SUAS TAREFAS:
A – No trecho sobre intimidação digital de testemunhas, quais cargos são atribuídos a Angela Downes?
B – Dê uma continuação para o trecho sobre intimidação digital de testemunhas, começando logo após a última frase apresentada.

TRECHO DO DOCUMENTO:
%%

Há uma outra forma de intimidar, via Internet. No caso de uma mulher de descendência árabe que acusou o marido de violência doméstica, familiares do réu enviaram mensagens aos familiares da acusadora em seu país de origem, com mensagens do tipo: “Os homens, mulheres e crianças de sua família estão correndo risco de vida, porque a Fulana resolveu acusar o marido de violência doméstica aqui nos EUA”.

A promotora Saleh Awadallah perdeu sua melhor testemunha, quando tentava condenar um membro de uma quadrilha de tráfico de drogas. A foto da testemunha foi publicada no Facebook, com uma mensagem intimidadora.

“Na maioria dos casos de nosso sistema de justiça criminal, a testemunha é a espinha dorsal do processo. Já é difícil conseguir boas testemunhas, por causa da cultura prevalecente no país contra a delação. Tudo ficou mais complicado agora, que você está perdendo testemunhas por causa de intimidação digital”, ela disse ao Jornal da ABA.

A promotora Angela Downes, copresidente do Comitê de Vítimas da Seção de Justiça Criminal da ABA, declarou: “É uma nova fronteira, com a qual ainda estamos aprendendo a lidar. Hoje há muito mais casos de ameaças pelo Facebook, Twitter e outras mídias sociais, do que pessoalmente ou por carta. A mídia social atinge um número muito maior de pessoas, em menor tempo. E as pessoas podem abrir contas falsas para fazer isso”.

Com essas facilidades, os intimidadores têm um senso de impunidade. Mas muitos acabam descobertos. Os promotores têm, por exemplo, de enviar uma intimação às operadoras de comunicações móveis, para obter informações do assinante, endereços de IP e dados da conta, além de conseguir informações sobre suas contas na mídia social. “Depois é preciso ligar essas informações às mensagens de intimidação — isto é, provar que as mensagens foram realmente enviadas por uma pessoa específica. Isso pode ser bem difícil”, ela disse.

O chefe da unidade de crimes “high-tech” da Procuradoria Geral de Illinois, o ex-promotor Keith Chval, que também dirige uma firma de consultoria especializada em ciência forense de computação e provas digitais, confirma: “Uma das maiores dificuldades é ligar o intimidador digital à mensagem publicada na mídia social. Mas quando você consegue fazer isso, os jurados ficam satisfeitos. Eles confiam em registros oficiais”.

%%

[Dados de expressões referenciais]
%%

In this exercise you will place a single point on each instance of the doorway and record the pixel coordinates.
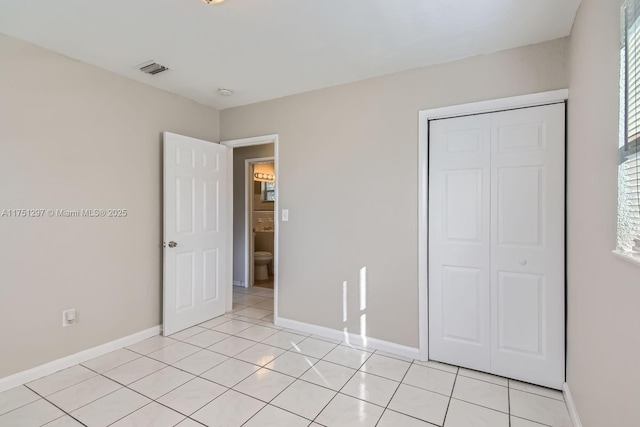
(259, 221)
(241, 290)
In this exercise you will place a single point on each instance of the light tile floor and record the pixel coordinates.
(242, 370)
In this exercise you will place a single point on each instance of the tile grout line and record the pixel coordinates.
(53, 404)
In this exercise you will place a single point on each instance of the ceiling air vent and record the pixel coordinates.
(152, 68)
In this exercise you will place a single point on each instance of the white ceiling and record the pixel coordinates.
(264, 49)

%%

RESPOSTAS NUMERADAS:
A – Ela é promotora e copresidente do Comitê de Vítimas da Seção de Justiça Criminal da ABA.

B –
Há algum tempo, telefones celulares tocando em uma sala de audiência eram visto apenas como uma importunação — tal como um celular que toca no cinema ou no teatro. “Mas eles se tornaram ferramentas de multimídia, dizem os juízes. Com recursos de foto e vídeo e também de links às redes sociais e à Internet, se tornaram uma ameaça instantânea à segurança”.

Nem todos concordam. A defensora pública Marijane Placek, de Chicago, acredita que os juízes estão fazendo uma tempestade em copo d’água. “Banir dispositivos móveis das salas de audiência e até mesmo de todo o tribunal é uma solução para um problema que não existe. Você não pode me dizer que o intimidador não vai encontrar uma maneira de intimidar, se ele realmente quiser fazer isso”, ela disse ao Jornal da ABA.

Soluções alternativas
Existe tecnologia de interferência eletrônica em um determinado espaço, que possibilita bloquear o serviço telefônico na área. Mas, para implantar essa solução nos EUA, será preciso mudar a lei. A legislação atual proíbe o uso de interferência eletrônica para bloquear a recepção de telefones celulares, porque as companhias telefônicas compraram os direitos de espectro nessas áreas e fazer o bloqueio equivaleria a roubar sua propriedade.

Também poderia ser adotado um sistema de bloqueamento passivo. Isso é feito com a colocação de certos papéis de parede ou com o uso de material de construção com fragmentos de metal embutidos, para impedir a passagem do sinal. Paredes de concreto também poderiam exercer o mesmo efeito. Talvez isso seja mais útil para prisões do que para salas de audiência nos tribunais, que são muito grandes e numerosas.

Outra solução é a colocação de detectores de telefone celular na entrada do tribunal. Eles podem detectar a presença de telefones celulares e até mesmo localizar a fonte. Essa solução já é usada em hospitais, onde o uso de celulares é proibido, porque podem interferir em equipamentos médicos sensíveis. O único problema é que essa tecnologia só detecta chamadas ativas e é reativa, em vez de preventiva.